## The problem:
Write the data out again, matching every line exactly.

Free-text object descriptions:
• • • • • • •

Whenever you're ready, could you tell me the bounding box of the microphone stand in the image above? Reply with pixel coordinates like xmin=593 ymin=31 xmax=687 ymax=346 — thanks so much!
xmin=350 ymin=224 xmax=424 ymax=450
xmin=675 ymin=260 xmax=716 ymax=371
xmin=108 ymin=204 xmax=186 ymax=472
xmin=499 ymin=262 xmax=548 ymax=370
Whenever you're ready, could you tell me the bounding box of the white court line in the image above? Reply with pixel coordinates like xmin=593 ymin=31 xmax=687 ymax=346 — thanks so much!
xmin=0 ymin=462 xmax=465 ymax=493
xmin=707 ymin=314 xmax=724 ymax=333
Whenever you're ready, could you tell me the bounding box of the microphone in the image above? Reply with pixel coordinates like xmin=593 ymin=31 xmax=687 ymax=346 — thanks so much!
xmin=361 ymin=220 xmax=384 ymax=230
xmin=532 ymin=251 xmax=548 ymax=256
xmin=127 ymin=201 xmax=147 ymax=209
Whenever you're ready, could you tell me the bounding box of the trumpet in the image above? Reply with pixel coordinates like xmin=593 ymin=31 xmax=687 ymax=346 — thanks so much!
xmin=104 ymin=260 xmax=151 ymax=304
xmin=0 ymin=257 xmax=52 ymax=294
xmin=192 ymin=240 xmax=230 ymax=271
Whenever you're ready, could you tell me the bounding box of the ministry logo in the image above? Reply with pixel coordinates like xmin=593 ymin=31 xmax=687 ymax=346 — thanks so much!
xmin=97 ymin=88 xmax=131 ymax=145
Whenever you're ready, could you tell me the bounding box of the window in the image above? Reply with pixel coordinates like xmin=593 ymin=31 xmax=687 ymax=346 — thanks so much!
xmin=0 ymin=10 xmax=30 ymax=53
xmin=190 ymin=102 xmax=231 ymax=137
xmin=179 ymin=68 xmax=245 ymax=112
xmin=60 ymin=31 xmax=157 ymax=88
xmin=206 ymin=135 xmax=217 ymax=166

• • • • • • •

## Result for this exercise:
Whenever you're ready, could you tell me the bounding box of the microphone stand in the image above? Reply with pixel coordinates like xmin=593 ymin=31 xmax=687 ymax=346 — thanks so much!
xmin=350 ymin=224 xmax=424 ymax=450
xmin=675 ymin=260 xmax=716 ymax=371
xmin=108 ymin=204 xmax=186 ymax=472
xmin=499 ymin=262 xmax=548 ymax=370
Whenever you're ready, could you tell me the bounding box of the white court line in the image above? Reply with pixel coordinates like xmin=593 ymin=31 xmax=687 ymax=346 — thanks so much!
xmin=0 ymin=462 xmax=465 ymax=493
xmin=707 ymin=314 xmax=724 ymax=333
Whenever you're ready, could you tell me the bounding box of the microphone in the image above? Reply with pixel coordinates like xmin=593 ymin=31 xmax=687 ymax=346 — thanks so much!
xmin=361 ymin=220 xmax=384 ymax=230
xmin=532 ymin=251 xmax=548 ymax=256
xmin=127 ymin=201 xmax=147 ymax=209
Whenever you're ready, could you tell me the bounding box of the trumpet in the image above? Reply with pixel coordinates like xmin=593 ymin=31 xmax=687 ymax=346 — thanks so much!
xmin=104 ymin=260 xmax=151 ymax=304
xmin=0 ymin=257 xmax=52 ymax=294
xmin=192 ymin=240 xmax=230 ymax=271
Whenever you're ready, could you tell me the bounding box of the ministry logo in the image above? Reply with pixel coordinates like xmin=593 ymin=31 xmax=687 ymax=346 — thanks so much!
xmin=97 ymin=88 xmax=131 ymax=145
Whenever you're ready, could you tell me the bounding box of the window in the image above? Reply with pixel coordinates like xmin=593 ymin=31 xmax=687 ymax=346 — thanks so much!
xmin=0 ymin=10 xmax=30 ymax=53
xmin=190 ymin=102 xmax=231 ymax=137
xmin=179 ymin=68 xmax=245 ymax=112
xmin=60 ymin=31 xmax=157 ymax=88
xmin=206 ymin=135 xmax=217 ymax=166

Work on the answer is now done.